▶ [Exercise]: All that is asked is a faithful reproduction of the entries.
━━ Material for the task ━━
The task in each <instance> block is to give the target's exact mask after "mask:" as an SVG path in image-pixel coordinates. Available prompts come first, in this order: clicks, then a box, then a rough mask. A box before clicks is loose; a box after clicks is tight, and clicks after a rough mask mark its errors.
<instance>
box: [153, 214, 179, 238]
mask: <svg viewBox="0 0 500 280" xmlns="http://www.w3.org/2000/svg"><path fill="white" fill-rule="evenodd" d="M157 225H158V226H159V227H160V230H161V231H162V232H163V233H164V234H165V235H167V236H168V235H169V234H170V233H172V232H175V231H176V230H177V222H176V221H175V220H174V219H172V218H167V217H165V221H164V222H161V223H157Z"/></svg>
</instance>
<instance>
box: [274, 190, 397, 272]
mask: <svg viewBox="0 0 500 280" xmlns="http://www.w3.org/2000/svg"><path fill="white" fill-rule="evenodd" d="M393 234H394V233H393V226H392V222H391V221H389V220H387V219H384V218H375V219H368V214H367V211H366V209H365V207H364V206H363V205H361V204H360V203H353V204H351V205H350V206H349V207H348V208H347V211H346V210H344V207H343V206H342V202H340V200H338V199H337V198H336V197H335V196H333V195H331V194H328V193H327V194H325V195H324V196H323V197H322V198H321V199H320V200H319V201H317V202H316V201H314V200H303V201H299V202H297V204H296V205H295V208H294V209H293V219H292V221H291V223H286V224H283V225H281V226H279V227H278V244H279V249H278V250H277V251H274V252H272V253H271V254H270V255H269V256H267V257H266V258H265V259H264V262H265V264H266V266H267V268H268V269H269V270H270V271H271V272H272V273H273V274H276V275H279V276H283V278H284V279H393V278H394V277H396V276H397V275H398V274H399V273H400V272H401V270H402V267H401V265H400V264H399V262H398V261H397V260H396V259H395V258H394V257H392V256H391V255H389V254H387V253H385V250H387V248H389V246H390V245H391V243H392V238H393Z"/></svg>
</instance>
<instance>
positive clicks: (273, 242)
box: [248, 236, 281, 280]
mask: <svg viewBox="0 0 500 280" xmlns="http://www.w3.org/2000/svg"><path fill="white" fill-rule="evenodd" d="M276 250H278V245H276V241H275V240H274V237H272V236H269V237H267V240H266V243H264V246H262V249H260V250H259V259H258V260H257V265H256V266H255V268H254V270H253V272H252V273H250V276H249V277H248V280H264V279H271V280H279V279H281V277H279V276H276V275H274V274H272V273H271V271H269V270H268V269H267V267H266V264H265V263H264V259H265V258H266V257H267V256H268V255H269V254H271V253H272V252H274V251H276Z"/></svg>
━━━
▶ [Answer for this exercise]:
The task in each <instance> block is to give the target's exact mask after "mask:" as an SVG path in image-pixel coordinates. Available prompts come first, in this order: clicks, then a box, then a rough mask. A box before clicks is loose; a box after clicks is tight, and clicks after a rough mask mark its errors.
<instance>
box: [153, 214, 179, 238]
mask: <svg viewBox="0 0 500 280" xmlns="http://www.w3.org/2000/svg"><path fill="white" fill-rule="evenodd" d="M157 225H158V226H159V227H160V230H161V231H162V232H163V233H164V234H165V235H167V236H168V235H169V234H170V233H172V232H175V231H176V230H177V222H176V221H175V220H174V219H172V218H167V217H165V221H164V222H161V223H157Z"/></svg>
</instance>
<instance>
box: [274, 190, 397, 272]
mask: <svg viewBox="0 0 500 280" xmlns="http://www.w3.org/2000/svg"><path fill="white" fill-rule="evenodd" d="M393 234H394V233H393V226H392V222H391V221H389V220H387V219H384V218H375V219H368V214H367V211H366V209H365V207H364V206H363V205H361V204H360V203H353V204H351V205H350V206H349V207H348V208H347V211H346V210H344V207H343V206H342V202H340V200H338V199H337V198H336V197H335V196H333V195H331V194H328V193H327V194H325V195H324V196H323V197H322V198H321V199H320V200H319V201H317V202H316V201H314V200H303V201H299V202H297V204H296V205H295V208H294V209H293V219H292V221H291V223H286V224H283V225H281V226H279V227H278V244H279V249H278V250H277V251H274V252H272V253H271V254H270V255H269V256H267V257H266V258H265V259H264V262H265V264H266V266H267V268H268V269H269V270H270V271H271V272H272V273H273V274H276V275H279V276H283V278H284V279H393V278H394V277H396V276H397V275H398V274H399V273H400V272H401V270H402V267H401V265H400V264H399V262H398V261H397V260H396V259H395V258H394V257H392V256H391V255H389V254H387V253H385V250H387V248H389V246H390V245H391V243H392V238H393Z"/></svg>
</instance>
<instance>
positive clicks: (273, 242)
box: [248, 236, 281, 280]
mask: <svg viewBox="0 0 500 280" xmlns="http://www.w3.org/2000/svg"><path fill="white" fill-rule="evenodd" d="M276 250H278V245H276V241H275V240H274V237H272V236H269V237H267V240H266V243H264V246H262V249H260V250H259V259H258V260H257V265H256V266H255V268H254V270H253V272H252V273H250V276H249V277H248V280H264V279H271V280H279V279H281V277H279V276H276V275H274V274H272V273H271V271H269V270H268V269H267V267H266V264H265V263H264V259H265V258H266V257H267V256H268V255H269V254H271V253H272V252H274V251H276Z"/></svg>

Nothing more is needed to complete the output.